Exercise
Copy word for word only the lines of the records below, starting at the line that contains "pot for player-tracking calibration." and ending at the line that contains "[212,57,263,130]", including both of those lines.

Information given
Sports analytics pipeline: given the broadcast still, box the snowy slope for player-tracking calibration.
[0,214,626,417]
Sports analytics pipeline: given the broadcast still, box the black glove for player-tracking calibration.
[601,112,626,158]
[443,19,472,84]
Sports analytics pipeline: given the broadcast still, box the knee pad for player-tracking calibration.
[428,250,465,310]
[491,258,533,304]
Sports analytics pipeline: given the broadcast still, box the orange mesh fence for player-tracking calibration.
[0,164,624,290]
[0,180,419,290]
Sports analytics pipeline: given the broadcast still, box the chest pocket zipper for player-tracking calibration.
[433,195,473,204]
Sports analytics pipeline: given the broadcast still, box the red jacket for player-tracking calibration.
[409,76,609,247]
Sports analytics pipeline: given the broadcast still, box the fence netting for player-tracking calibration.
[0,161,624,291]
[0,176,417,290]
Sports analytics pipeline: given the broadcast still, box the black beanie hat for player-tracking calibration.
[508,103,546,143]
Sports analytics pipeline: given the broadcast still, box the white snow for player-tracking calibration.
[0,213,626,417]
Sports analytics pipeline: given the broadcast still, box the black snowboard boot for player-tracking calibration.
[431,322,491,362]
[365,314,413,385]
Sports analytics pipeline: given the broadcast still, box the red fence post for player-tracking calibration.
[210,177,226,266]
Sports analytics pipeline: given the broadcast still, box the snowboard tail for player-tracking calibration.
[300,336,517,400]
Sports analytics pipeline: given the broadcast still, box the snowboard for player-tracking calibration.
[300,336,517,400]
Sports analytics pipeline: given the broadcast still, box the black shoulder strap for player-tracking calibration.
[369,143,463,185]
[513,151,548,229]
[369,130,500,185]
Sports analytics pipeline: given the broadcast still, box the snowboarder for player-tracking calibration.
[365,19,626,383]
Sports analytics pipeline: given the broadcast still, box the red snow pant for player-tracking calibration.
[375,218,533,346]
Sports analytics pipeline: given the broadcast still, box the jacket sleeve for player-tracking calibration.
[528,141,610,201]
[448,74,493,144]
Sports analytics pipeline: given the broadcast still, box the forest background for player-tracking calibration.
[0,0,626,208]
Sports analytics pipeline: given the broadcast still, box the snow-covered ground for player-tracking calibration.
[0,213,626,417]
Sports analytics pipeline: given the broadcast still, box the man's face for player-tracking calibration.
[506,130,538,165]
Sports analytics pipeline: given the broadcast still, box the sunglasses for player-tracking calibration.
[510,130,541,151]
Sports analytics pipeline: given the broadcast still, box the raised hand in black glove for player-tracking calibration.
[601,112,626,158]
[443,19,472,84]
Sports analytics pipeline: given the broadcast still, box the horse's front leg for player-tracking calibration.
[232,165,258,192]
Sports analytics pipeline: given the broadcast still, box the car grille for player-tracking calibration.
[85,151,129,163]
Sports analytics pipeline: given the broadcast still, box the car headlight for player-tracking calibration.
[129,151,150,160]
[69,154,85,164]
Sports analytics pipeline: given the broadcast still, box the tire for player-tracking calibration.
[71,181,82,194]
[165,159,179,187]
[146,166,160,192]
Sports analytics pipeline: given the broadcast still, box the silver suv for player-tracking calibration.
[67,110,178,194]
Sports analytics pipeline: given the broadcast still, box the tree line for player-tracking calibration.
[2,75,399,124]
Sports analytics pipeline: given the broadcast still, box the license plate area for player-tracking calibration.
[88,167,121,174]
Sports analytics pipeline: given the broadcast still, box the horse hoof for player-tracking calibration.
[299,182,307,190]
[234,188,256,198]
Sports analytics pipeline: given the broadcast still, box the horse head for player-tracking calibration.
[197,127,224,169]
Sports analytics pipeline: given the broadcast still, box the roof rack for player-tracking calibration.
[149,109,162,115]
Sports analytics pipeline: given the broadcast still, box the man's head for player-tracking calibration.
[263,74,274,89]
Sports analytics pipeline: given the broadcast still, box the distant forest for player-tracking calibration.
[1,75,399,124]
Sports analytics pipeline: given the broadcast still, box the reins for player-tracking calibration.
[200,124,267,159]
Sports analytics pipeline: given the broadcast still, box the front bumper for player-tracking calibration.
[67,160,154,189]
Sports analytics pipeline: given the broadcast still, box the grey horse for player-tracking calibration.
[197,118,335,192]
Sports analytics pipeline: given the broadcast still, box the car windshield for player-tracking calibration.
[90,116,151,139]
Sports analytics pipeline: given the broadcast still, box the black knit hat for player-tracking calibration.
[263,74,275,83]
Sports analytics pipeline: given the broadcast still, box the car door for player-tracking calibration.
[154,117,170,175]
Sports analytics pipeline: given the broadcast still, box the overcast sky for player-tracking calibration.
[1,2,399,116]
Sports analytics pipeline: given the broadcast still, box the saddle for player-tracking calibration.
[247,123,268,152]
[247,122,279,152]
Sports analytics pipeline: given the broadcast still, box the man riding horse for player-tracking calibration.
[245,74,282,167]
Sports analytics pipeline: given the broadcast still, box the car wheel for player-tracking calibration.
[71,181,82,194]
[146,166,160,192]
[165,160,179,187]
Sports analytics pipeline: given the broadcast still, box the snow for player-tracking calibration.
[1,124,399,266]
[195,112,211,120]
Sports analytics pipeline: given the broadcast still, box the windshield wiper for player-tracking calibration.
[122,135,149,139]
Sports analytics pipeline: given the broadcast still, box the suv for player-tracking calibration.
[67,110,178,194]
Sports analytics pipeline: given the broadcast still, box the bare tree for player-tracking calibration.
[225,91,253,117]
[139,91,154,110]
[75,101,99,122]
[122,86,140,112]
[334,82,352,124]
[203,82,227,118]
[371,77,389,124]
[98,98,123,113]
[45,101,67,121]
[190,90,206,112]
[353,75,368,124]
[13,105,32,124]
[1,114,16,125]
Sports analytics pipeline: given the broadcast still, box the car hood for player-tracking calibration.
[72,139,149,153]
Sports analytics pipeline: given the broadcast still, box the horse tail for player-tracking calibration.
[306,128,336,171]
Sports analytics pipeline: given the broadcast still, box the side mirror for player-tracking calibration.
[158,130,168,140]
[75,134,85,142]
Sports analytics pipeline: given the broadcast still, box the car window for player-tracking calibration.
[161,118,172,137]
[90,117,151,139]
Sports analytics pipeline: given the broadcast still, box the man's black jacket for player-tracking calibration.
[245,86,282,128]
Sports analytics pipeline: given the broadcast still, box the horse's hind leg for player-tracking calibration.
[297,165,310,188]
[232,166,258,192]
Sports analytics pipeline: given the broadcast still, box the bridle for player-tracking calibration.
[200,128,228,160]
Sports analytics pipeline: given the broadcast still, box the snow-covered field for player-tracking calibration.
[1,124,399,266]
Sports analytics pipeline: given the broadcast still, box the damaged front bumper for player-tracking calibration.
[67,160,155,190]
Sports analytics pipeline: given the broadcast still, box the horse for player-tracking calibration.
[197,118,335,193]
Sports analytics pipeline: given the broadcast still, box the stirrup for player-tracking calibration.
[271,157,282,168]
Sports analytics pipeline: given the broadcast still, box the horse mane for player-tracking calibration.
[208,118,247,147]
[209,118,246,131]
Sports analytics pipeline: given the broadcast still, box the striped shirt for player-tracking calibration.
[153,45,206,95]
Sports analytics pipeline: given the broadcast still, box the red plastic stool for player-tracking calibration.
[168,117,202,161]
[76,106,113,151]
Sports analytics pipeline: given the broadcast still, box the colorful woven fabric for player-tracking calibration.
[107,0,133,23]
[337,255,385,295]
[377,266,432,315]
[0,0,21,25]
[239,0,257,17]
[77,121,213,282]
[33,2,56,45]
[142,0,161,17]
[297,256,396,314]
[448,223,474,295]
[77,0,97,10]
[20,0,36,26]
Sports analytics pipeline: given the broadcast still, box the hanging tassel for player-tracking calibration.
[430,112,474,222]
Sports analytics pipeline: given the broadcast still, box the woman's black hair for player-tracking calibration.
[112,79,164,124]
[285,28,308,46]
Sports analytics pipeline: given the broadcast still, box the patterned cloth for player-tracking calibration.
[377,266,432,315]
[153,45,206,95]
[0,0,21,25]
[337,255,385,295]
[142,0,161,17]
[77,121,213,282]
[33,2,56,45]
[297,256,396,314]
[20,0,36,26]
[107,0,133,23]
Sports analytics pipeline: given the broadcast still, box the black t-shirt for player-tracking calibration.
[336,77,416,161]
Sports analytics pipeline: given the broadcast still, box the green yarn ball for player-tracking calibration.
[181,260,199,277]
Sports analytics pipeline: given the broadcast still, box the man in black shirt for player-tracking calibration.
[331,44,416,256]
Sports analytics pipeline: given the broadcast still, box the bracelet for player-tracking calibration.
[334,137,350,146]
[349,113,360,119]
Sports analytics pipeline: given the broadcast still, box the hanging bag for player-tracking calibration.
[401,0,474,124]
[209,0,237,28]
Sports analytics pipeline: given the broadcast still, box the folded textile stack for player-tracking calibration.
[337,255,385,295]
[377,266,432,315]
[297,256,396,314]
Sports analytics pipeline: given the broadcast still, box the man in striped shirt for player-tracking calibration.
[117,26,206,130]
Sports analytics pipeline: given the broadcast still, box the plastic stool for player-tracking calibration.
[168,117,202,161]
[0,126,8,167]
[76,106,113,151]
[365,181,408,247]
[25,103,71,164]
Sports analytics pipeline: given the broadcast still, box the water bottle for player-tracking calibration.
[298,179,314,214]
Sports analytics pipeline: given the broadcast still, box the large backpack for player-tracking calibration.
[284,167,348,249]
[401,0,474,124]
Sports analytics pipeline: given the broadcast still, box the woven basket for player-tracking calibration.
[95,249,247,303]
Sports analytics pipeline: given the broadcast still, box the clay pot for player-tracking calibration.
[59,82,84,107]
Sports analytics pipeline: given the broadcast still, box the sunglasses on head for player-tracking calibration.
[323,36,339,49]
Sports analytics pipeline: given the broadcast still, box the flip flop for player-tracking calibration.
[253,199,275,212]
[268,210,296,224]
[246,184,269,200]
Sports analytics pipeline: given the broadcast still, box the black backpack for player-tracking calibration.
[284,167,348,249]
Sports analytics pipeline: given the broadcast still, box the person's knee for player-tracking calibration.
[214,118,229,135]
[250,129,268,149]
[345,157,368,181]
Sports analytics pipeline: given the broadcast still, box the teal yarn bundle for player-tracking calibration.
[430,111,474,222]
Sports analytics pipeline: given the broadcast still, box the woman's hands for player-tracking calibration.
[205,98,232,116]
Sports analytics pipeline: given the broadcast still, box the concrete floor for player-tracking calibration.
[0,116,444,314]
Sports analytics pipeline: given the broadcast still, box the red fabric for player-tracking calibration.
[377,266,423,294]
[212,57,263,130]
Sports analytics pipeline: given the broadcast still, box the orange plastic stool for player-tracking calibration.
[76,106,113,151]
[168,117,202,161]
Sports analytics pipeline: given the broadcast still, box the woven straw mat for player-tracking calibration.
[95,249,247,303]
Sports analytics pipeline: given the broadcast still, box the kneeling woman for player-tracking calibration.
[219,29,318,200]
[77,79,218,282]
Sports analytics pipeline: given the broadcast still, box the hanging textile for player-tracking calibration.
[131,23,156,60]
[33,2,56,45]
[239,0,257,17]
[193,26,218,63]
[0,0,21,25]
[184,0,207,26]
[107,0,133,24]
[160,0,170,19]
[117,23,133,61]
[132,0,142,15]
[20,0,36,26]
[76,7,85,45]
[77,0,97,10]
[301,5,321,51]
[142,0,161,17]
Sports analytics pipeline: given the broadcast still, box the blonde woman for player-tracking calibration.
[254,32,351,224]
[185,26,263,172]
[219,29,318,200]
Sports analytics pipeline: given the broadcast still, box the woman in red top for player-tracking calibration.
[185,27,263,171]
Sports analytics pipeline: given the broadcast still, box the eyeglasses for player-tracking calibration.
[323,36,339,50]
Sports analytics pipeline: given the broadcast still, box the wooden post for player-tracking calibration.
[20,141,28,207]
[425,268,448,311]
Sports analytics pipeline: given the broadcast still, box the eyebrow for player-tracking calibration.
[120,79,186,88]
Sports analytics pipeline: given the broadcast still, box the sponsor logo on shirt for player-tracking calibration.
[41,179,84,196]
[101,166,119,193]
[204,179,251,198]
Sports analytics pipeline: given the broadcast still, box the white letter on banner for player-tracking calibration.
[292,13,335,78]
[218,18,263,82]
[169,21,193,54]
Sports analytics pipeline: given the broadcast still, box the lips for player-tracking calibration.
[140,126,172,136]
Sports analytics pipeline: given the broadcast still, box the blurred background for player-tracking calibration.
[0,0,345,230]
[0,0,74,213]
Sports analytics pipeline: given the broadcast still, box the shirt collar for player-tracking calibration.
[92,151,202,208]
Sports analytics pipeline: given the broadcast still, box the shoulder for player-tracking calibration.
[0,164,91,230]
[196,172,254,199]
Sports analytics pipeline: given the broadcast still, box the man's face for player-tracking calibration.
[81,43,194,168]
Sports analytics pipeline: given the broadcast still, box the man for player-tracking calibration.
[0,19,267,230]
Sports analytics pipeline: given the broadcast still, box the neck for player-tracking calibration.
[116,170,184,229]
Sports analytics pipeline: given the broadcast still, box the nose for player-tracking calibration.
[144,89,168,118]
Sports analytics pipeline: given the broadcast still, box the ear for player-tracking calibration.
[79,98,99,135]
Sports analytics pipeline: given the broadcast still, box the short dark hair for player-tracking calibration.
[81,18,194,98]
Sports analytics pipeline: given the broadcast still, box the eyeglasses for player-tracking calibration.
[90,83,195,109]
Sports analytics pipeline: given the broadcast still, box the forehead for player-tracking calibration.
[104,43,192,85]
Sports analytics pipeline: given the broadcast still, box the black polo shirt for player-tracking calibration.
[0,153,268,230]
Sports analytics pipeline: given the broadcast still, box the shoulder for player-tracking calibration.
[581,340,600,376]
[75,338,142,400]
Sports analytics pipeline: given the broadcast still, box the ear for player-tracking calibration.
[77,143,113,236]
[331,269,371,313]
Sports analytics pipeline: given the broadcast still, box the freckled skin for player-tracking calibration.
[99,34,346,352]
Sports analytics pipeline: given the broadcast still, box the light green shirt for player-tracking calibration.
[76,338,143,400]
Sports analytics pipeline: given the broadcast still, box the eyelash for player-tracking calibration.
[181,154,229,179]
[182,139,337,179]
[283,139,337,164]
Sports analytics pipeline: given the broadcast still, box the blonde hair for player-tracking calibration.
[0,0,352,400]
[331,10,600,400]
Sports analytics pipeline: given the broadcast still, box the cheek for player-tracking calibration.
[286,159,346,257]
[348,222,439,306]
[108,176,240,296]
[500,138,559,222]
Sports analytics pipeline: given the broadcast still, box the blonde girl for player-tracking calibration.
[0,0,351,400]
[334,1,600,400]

Expected answer
Sports analytics pipeline: given the broadcast still, box the clay pot for player-tracking calibration.
[59,82,84,107]
Sports analytics pipeline: given the broadcast still, box the sunglasses on head for player-tracking calibration.
[323,36,339,49]
Sports analytics pipeline: given the broadcast still, box the flip flop for player-tracking calibration.
[253,199,275,212]
[268,210,296,224]
[246,184,269,200]
Sports analytics pipeline: given the broadcast still, box the black backpack for player-tracking calibration.
[284,167,348,249]
Sports analytics pipeline: given the broadcast still, box the person's knee for player-tracking calibration.
[214,118,229,135]
[250,129,268,149]
[345,157,368,181]
Sports analytics pipeline: given the broadcast still, box the teal yarn bundle for player-tracking calibration.
[430,111,474,222]
Sports analytics pipeline: given the broadcast still, box the woman's hands for player-tracking calibration.
[205,98,232,116]
Sports analytics pipeline: given the broadcast still, box the concrete floor for player-tracking calibration.
[0,116,444,314]
Sports analytics pipeline: given the broadcast still, box the red fabric for player-tracking calibration.
[377,266,423,294]
[212,57,263,130]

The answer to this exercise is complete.